_Written instruction 1_
In the forum thread about the interior water leak, what size does crustysack suggest for the larger drain hole?
_Written instruction 2_
Please translate this sentence from the forum thread about the interior water leak into Spanish: "It is a LARGE pain but necessary to allow the water to drain."

_Source excerpt_
+ + + + +

# Interior water leak



## Miami Ragtop (Feb 15, 2011)

Hey guys every time I wash my '66 I get water dripping inside by the parking brake. When I redid the cowl around the windshield I made sure the drain hole was draining. Anyboby run up against this? I thought I saw on this forum something about a drain behind the kick panel. Any ideas?
Thanks,
Miami Ragtop:confused


----------



## joesweeting (May 8, 2011)

I'm dealing with a similar issue with a 69. I cleaned out cowl area and behind the kick panels with a wet dry vac and will check leaks around the windshield later. 

Sent from my ADR6425LVW using AutoGuide.Com Free App


----------



## crustysack (Oct 5, 2008)

the water drains from thr cowl into the area behind the kick panel and then down thru the rocker panel. Over the years the small drain holes get clogged with dirt, debris, old leaves etc,etc. The kick panel needs to come off and the whole vent assembly should be removed to clean this area properly. Best way is a high pressure hose, AND a long stiff piece of wire to dislodge and dirt that has solidified in there. It is a LARGE pain but necessary to allow the water to drain. The area will eventually get clogged again and you will have to do this again BUT to avoid having to do this process every couple of years drill out a LARGER drain hole (1/2") . Water will flow freely from the cowl right out to the ground and not have to travel down the rocker. Also make sure when you put the vent assembly back you use plenty of sealant.

+ + + + +

_Data lines_
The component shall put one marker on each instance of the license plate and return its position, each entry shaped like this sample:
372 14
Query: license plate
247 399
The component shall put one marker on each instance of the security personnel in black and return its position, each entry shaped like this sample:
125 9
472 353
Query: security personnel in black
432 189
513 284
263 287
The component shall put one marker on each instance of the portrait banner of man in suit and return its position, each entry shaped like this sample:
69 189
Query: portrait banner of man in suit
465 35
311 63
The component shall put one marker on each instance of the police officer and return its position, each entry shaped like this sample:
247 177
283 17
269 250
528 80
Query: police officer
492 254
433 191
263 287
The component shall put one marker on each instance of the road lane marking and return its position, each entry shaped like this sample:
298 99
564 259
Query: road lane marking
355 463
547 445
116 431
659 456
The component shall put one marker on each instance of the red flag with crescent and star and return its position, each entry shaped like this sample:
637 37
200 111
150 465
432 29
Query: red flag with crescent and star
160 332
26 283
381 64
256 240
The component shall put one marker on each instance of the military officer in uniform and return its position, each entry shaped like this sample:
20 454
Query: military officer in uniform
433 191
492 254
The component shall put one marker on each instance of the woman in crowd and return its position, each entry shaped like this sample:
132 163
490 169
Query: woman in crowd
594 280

+ + + + +

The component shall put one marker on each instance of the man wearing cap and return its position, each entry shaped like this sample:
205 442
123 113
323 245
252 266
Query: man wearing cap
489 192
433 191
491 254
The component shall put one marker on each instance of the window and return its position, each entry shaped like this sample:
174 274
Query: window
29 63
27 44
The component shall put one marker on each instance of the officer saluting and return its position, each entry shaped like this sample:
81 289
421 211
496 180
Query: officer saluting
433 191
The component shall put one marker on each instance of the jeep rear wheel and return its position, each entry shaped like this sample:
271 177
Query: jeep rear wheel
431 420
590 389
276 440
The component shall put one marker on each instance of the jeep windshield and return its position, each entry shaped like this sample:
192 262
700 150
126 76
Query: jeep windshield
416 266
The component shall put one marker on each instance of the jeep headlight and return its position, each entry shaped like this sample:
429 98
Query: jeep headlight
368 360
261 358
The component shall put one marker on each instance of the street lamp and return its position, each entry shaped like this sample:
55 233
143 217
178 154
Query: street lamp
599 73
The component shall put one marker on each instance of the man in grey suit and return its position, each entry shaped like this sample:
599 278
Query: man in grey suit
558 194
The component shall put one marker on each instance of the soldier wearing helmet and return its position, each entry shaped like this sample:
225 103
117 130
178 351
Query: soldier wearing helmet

+ + + + +

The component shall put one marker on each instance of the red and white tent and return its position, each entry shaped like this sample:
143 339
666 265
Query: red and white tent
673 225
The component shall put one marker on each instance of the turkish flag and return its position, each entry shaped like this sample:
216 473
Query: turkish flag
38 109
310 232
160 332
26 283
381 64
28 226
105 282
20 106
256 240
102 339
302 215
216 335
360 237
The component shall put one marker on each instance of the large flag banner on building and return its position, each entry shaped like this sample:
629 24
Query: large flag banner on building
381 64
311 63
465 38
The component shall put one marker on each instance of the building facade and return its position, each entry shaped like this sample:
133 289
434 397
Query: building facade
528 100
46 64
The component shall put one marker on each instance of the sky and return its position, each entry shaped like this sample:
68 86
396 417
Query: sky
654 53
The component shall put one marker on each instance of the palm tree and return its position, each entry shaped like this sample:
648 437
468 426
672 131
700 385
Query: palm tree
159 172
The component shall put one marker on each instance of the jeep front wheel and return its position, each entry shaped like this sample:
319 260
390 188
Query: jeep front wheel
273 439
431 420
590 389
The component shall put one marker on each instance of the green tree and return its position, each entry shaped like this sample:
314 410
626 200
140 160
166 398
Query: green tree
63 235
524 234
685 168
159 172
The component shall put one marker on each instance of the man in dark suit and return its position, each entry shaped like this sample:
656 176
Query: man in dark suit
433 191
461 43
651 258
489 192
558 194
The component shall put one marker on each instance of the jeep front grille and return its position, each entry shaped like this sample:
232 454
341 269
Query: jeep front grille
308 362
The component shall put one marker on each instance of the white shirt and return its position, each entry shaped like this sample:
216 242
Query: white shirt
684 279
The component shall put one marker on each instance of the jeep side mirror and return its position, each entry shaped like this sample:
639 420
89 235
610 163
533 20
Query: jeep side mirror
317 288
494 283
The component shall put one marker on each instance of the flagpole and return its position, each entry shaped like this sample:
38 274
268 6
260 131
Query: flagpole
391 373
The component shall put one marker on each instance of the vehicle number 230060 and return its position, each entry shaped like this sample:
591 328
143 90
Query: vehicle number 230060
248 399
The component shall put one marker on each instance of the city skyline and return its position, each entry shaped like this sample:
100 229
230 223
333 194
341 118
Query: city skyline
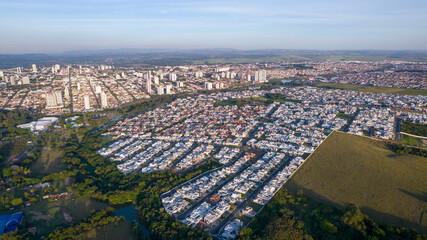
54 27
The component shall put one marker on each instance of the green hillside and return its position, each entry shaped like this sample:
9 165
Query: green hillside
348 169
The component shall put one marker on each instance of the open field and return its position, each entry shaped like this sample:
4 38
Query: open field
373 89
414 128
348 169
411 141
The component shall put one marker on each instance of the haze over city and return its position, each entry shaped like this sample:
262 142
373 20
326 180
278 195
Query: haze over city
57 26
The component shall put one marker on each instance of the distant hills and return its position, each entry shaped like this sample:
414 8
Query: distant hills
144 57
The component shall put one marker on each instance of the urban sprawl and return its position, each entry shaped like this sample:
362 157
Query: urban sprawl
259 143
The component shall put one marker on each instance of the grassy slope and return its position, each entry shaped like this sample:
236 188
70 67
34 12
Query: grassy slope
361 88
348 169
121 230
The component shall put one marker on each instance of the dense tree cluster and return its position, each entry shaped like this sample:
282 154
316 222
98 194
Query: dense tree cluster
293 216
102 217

+ + + + +

_Expected answer 1_
1/2 inch.

_Expected answer 2_
Es una GRAN molestia, pero es necesario para permitir que el agua drene.